Count the lines in the material below that contain the word "woman" and reply with the number only.

- Available records

■ ■ ■ ■ ■ ■ ■

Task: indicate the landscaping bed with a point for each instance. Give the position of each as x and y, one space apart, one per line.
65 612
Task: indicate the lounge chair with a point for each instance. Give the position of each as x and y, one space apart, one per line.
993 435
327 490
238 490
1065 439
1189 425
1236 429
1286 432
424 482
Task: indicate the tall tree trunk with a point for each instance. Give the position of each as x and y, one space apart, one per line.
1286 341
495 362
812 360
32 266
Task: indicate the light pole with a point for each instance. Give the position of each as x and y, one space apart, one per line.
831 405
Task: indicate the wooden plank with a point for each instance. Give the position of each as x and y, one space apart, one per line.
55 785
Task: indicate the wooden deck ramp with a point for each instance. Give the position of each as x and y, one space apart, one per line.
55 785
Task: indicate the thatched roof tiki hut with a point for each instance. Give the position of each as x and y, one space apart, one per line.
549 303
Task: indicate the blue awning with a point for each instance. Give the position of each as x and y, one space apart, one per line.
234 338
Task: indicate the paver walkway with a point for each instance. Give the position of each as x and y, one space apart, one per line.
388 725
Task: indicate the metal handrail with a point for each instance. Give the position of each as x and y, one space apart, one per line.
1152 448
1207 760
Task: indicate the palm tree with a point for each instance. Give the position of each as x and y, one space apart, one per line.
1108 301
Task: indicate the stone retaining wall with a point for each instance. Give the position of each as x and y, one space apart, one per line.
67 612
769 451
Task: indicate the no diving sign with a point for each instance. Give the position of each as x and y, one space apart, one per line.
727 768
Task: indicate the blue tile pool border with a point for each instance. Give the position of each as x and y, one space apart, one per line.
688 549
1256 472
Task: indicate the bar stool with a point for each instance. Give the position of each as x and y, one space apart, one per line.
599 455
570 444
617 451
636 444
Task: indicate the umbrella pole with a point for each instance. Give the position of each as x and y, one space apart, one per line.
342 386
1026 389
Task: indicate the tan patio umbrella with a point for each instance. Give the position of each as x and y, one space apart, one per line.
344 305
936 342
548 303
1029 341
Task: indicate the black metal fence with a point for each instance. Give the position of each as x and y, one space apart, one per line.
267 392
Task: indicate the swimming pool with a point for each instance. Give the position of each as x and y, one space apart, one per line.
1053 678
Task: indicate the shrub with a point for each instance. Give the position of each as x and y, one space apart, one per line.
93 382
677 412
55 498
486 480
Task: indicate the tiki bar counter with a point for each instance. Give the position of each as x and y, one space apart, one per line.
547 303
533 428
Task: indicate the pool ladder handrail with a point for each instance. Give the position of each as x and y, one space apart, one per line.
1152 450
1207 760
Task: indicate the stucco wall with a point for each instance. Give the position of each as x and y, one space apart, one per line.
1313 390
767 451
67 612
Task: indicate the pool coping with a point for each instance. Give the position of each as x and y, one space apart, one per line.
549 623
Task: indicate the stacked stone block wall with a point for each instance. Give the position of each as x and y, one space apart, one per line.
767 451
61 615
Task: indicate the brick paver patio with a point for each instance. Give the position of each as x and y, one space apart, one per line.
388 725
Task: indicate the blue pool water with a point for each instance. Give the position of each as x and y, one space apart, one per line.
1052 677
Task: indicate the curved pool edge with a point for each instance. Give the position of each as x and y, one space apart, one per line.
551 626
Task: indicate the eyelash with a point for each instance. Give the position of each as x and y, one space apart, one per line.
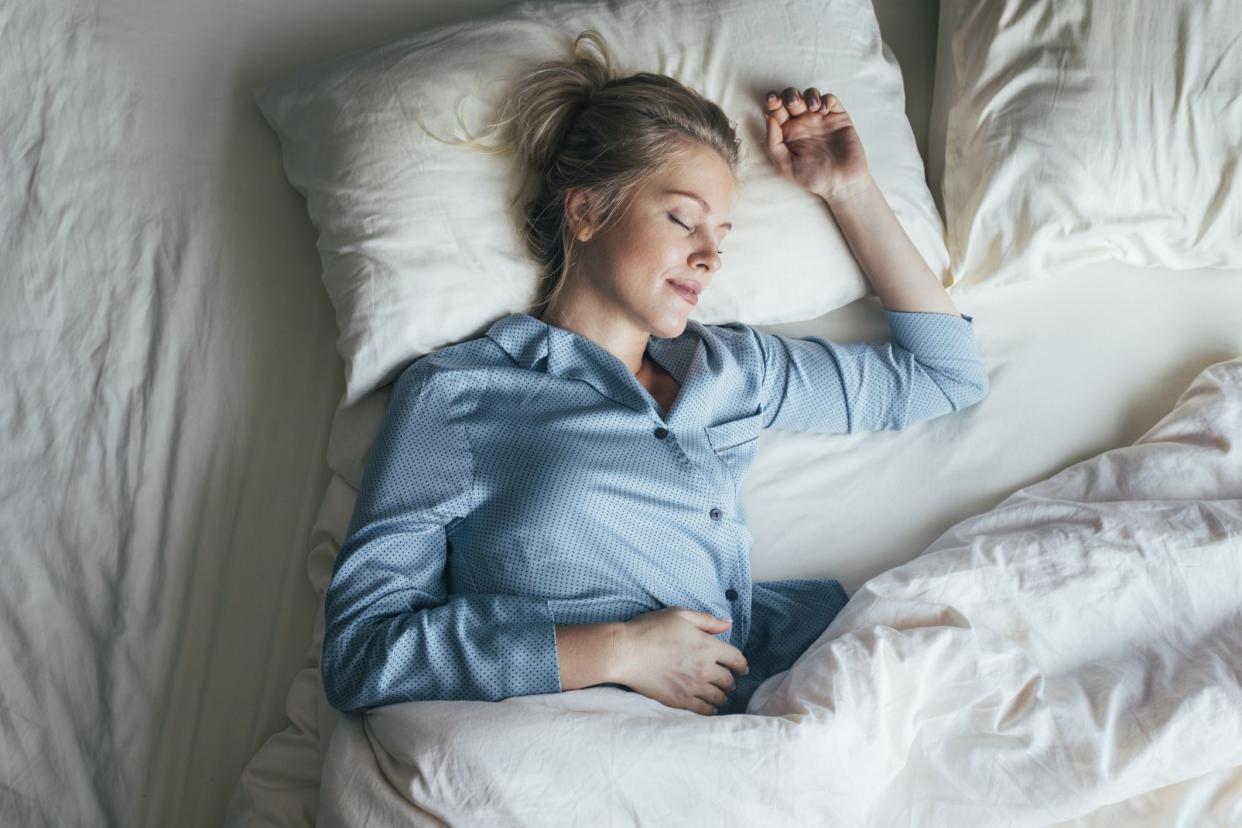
673 219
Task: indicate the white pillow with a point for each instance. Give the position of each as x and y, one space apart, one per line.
1089 130
419 245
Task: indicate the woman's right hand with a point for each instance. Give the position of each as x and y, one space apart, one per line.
672 656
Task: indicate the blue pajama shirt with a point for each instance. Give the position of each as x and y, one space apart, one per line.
525 479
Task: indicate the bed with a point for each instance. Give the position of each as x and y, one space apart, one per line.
180 468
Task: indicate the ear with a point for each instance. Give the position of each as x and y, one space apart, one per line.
578 214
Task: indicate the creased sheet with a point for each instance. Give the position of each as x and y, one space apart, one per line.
1076 646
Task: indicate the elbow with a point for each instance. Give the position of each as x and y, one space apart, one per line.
337 688
343 685
971 389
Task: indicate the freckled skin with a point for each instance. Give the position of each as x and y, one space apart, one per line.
616 292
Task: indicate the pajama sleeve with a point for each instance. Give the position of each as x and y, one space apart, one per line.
393 633
930 368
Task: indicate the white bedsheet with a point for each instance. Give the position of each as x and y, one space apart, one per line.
169 385
1067 649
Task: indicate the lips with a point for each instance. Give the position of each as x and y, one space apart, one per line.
688 291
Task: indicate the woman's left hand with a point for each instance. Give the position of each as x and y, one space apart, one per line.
812 142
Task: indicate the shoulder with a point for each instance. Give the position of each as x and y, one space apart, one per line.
448 376
732 335
739 342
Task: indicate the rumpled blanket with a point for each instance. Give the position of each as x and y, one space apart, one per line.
1077 644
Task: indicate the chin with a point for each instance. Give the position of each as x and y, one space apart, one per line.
671 325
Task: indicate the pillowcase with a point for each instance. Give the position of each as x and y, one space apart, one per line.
419 243
1092 130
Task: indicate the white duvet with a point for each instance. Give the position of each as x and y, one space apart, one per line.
1076 646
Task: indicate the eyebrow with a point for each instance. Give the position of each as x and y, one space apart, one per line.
727 225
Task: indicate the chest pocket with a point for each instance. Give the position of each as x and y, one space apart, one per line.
734 442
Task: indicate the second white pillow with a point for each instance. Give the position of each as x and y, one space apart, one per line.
1092 130
419 245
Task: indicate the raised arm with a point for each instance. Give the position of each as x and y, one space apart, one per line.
391 631
812 142
932 368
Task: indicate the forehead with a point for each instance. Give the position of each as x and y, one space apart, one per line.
702 173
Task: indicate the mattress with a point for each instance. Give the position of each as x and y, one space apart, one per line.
176 471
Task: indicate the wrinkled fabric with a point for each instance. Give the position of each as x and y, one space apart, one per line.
1073 647
527 479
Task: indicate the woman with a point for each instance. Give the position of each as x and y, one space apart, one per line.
555 504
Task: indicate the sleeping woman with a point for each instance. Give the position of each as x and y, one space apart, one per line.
555 504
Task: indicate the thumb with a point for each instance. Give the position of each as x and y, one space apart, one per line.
776 147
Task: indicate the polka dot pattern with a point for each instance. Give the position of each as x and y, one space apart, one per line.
525 479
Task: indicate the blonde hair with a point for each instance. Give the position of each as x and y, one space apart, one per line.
576 126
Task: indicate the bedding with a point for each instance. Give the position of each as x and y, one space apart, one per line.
1063 651
170 401
393 205
1082 132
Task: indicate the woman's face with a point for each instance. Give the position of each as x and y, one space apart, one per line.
670 236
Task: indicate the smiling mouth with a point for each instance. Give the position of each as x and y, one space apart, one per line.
686 293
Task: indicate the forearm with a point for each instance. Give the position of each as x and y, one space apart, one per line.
588 654
886 253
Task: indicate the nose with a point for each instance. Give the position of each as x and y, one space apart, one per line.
706 260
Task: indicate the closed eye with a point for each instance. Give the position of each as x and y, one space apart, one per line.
673 219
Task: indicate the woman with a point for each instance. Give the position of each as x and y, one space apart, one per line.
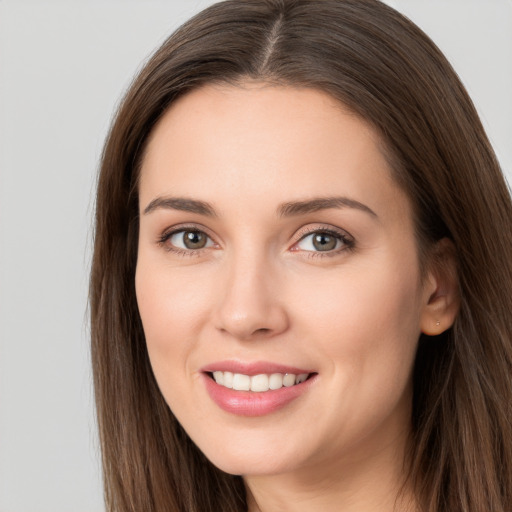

■ ■ ■ ■ ■ ■ ■

- Exercise solution
6